§ **RECORDS PROVIDED**:
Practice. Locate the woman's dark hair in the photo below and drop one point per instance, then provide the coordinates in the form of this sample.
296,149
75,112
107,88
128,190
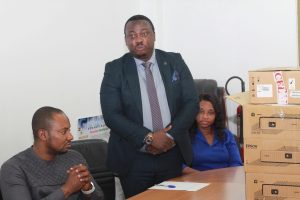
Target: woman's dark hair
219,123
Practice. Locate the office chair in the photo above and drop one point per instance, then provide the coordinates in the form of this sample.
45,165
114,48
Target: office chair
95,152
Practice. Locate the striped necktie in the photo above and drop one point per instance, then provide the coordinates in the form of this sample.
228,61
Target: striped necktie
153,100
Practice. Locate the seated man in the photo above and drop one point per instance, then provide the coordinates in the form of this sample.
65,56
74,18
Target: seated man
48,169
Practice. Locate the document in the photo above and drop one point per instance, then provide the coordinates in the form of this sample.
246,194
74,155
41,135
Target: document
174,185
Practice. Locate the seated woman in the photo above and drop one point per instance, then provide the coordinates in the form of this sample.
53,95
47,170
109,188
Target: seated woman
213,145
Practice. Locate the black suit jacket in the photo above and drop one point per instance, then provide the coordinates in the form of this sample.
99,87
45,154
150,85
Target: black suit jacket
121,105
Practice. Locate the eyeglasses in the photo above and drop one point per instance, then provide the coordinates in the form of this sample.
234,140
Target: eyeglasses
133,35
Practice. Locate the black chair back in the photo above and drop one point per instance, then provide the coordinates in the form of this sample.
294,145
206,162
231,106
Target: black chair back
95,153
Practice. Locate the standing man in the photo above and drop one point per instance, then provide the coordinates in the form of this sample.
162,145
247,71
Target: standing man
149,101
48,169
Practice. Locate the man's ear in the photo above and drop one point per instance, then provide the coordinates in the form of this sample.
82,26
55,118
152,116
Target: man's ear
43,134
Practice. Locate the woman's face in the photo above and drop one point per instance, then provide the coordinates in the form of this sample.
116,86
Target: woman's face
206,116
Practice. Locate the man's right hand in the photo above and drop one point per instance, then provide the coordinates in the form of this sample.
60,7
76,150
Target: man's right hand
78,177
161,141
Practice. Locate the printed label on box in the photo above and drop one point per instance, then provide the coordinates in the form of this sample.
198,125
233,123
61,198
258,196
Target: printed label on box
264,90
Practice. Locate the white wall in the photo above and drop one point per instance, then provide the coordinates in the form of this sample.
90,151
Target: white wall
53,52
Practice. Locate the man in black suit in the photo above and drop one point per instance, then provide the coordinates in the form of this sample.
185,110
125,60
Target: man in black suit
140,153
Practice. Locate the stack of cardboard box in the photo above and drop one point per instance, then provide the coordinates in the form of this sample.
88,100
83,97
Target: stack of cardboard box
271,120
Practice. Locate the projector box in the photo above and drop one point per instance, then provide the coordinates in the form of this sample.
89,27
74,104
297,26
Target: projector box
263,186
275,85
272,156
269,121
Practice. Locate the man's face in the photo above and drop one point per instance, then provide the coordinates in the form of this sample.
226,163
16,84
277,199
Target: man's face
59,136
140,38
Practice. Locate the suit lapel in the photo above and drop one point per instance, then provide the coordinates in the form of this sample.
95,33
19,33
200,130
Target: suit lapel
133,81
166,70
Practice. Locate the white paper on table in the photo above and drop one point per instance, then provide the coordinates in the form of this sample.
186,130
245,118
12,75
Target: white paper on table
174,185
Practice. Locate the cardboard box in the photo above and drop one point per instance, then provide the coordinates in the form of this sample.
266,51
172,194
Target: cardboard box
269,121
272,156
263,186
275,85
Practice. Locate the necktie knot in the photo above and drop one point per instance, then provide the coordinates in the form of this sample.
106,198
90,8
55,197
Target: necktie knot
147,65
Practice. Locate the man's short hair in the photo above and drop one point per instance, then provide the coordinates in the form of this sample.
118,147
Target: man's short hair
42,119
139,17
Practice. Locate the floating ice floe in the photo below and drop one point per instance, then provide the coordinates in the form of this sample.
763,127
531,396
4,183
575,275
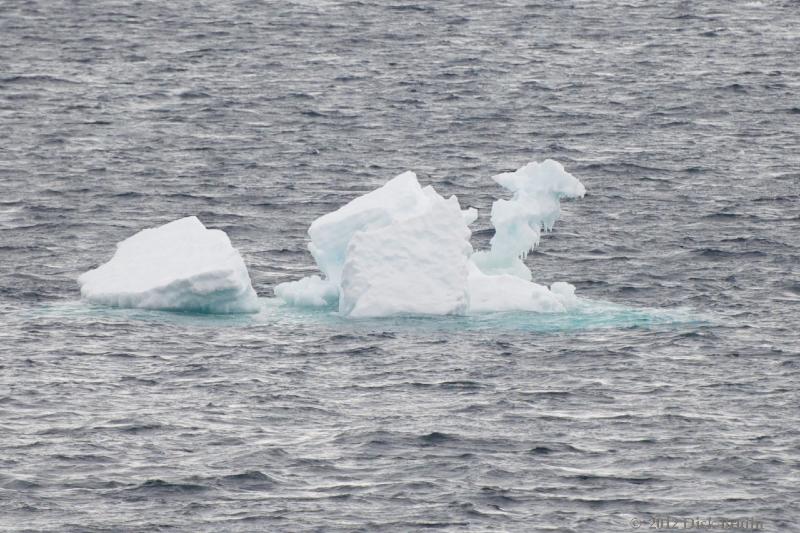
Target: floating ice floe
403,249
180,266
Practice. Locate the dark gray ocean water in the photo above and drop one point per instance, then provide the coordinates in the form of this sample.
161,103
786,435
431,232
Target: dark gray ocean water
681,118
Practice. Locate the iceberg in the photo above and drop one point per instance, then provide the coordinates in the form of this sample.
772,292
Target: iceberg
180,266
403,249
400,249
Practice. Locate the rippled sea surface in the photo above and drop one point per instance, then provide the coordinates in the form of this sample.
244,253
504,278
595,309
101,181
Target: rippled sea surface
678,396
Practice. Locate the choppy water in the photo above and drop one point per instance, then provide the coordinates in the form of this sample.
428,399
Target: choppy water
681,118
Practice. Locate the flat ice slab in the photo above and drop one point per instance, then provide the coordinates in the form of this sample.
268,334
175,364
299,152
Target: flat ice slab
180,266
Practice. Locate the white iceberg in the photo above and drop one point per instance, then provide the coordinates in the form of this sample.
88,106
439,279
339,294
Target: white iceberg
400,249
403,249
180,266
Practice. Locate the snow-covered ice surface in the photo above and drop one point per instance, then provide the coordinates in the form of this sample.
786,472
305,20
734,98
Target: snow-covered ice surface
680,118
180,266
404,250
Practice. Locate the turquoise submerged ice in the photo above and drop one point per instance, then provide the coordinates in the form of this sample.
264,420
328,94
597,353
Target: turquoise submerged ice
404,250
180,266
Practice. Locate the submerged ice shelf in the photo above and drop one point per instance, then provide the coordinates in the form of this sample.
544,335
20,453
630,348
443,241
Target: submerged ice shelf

§ **WORK TO COMPLETE**:
Would you please repeat the lines above exactly, from the first line of the listing through the line holding "Practice. Locate the document", with nothing added and no pictures?

§ **EXERCISE SOLUTION**:
Practice. Locate the woman's dark hair in the photo below and drop one point per instance, then provide the coordinates in the form of this sample.
296,149
75,112
107,88
128,190
Target: woman's dark hair
219,123
Practice. Locate the office chair in the photo above and drop one point per instance, then provide the coordinates in the form of this sample.
45,165
114,48
Target: office chair
95,152
Practice. Locate the striped necktie in the photo above and drop one point per instance, then provide the coordinates in the form of this sample.
228,61
Target: striped necktie
153,100
Practice. Locate the seated man in the photo above and drop one point per instance, then provide the coordinates in the form of this sample.
65,56
74,18
Target: seated man
48,169
Practice. Locate the document in the photo above and drop one point per instance, then provide the coordinates in the form of this sample.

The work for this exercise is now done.